Page extract
________________________________________

For several years, North Carolina medical providers and patients have been enjoying the benefits of telemedicine – the practice by which patients consult with doctors electronically, often by video chat. So far, there has been no formal legislation specifically governing telemedicine, arguably one of the reasons why it has been able to grow and thrive.
The North Carolina Medical Board has offered professional guidelines via a position paper, which offers medical professionals best practices.
Telemedicine has become popular for many reasons, including convenience and significant cost savings.
Not able to leave well enough alone, however, North Carolina legislators have introduced legislation to regulate telemedicine. SB 779 and HB 967 would establish some basic definitions and regulatory guidelines for telemedicine practice in NC.

________________________________________

Material shown
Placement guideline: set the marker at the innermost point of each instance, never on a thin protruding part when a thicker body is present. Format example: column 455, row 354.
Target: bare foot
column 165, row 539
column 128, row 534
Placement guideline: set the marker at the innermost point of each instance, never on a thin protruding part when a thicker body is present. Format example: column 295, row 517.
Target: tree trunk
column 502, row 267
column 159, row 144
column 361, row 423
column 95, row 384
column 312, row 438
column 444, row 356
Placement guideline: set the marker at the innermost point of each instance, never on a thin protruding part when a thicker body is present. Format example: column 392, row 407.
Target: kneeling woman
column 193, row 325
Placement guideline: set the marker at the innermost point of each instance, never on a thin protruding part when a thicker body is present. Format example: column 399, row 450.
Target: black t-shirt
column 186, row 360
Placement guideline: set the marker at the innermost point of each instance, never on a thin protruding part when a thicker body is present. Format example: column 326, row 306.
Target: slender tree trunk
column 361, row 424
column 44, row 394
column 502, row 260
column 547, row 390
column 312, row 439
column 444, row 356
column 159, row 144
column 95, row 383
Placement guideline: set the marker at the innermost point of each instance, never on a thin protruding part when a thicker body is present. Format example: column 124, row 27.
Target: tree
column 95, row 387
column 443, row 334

________________________________________

Exercise
Continue the page extract on North Carolina telemedicine legislation from where it stops.

Response area
While most of the provisions in the bill are relatively benign, this legislation would impose government regulations where none are needed. Once they establish a baseline of “definitions” and basic regulatory guidelines; more restrictive rules are sure to follow (such as an insurance parity law).
Healthcare is already one of the most highly regulated industries, telemedicine in NC has thrived in no small part because it has at least partially escaped the strangling grip and distortions of government intervention.
Telemedicine in North Carolina has benefited many patients and providers by providing a convenient, low-cost alternative to the traditional doctor visit. State legislators should leave it alone.